# Brief
Put the lines from the one containing "edge in this photo as pixel coordinates." through the one containing "cliff face in this photo as pixel coordinates.", both included, into a JSON list of strings with one string per line, leaving out blank lines.

# Dataset records

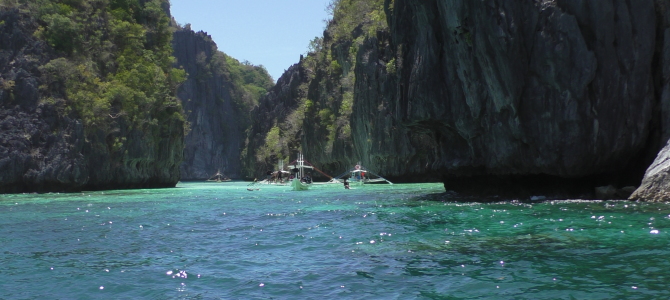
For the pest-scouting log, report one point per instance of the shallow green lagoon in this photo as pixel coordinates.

---

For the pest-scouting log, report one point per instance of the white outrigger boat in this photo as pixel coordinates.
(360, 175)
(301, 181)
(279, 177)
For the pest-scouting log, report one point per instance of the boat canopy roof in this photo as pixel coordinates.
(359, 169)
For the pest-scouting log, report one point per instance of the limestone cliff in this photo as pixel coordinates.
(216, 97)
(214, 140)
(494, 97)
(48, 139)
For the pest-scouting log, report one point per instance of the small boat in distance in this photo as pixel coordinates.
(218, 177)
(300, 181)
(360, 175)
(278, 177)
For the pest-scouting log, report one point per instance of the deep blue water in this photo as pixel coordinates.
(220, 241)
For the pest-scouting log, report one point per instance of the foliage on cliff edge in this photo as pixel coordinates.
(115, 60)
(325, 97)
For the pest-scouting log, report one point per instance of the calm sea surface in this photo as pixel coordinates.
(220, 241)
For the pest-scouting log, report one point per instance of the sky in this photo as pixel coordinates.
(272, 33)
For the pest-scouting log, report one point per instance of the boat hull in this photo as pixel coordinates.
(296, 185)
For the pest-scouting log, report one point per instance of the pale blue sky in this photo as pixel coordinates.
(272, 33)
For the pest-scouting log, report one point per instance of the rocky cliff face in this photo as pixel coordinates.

# Expected answer
[
  "For the pest-scouting log, report one point per instance of the foliage on cliff edge in this photo as pixel coordinates.",
  "(115, 60)",
  "(325, 97)",
  "For the pest-scouting log, report one point per instance of the calm sea surface in this photo as pixel coordinates.",
  "(220, 241)",
  "For the pest-scouting log, report one point per instance of the sky in this photo as pixel coordinates.",
  "(272, 33)",
  "For the pest-scouting log, report one point per instance of the boat hull in this photo as pixel coordinates.",
  "(296, 185)",
  "For the pest-scouting log, report one point per instance of the pale blue sky in this photo as pixel coordinates.",
  "(272, 33)",
  "For the pest-scouting log, report one point per instance of the rocky cliff face in this photo as pixel coordinates."
]